Activity
Nothing in the records may change. Output them all exactly.

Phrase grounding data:
↓↓↓

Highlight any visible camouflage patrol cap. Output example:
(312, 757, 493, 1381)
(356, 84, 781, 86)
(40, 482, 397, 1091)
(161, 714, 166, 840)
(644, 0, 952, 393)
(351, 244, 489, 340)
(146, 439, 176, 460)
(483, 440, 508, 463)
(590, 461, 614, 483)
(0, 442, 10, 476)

↑↑↑

Response to this exercise
Highlight any visible camouflage patrol cap. Output example:
(312, 757, 493, 1381)
(356, 84, 781, 86)
(40, 482, 397, 1091)
(161, 714, 166, 840)
(644, 0, 952, 393)
(351, 244, 489, 340)
(146, 439, 176, 460)
(483, 440, 508, 463)
(590, 461, 614, 483)
(0, 442, 10, 476)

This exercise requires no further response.